[START Records provided]

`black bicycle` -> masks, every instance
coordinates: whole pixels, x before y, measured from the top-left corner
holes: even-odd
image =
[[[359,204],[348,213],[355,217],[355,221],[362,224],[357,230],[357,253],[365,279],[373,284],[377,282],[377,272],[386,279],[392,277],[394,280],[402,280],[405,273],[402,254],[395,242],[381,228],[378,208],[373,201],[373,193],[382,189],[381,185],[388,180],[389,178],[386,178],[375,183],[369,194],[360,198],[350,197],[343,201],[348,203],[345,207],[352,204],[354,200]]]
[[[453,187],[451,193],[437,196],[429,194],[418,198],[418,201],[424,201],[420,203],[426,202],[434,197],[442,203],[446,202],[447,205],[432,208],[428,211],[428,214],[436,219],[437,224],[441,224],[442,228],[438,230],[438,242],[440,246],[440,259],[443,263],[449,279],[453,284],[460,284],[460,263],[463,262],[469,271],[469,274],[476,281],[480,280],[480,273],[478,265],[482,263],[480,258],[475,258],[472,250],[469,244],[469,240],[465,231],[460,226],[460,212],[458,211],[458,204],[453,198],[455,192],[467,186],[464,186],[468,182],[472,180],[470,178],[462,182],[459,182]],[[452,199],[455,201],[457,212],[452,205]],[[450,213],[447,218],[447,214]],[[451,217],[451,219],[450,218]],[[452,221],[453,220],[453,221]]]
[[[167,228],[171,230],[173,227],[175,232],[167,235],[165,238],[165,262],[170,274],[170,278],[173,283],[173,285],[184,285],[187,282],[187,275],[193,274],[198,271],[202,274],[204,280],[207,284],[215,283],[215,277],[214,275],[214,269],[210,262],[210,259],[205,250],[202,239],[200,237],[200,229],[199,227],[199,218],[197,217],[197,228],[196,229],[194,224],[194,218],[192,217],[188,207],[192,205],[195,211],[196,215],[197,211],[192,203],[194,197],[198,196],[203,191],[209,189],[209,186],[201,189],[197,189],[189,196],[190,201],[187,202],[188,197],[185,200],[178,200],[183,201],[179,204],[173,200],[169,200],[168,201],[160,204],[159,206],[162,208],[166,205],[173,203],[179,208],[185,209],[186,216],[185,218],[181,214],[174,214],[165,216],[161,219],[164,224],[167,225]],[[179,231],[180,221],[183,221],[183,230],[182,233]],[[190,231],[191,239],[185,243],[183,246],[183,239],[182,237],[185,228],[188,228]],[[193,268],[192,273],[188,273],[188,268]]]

[END Records provided]

» **To be done**
Copy out each line of the items above that contains the word "measured".

» **Correct answer**
coordinates: whole pixels, x before y, measured from the top-left corner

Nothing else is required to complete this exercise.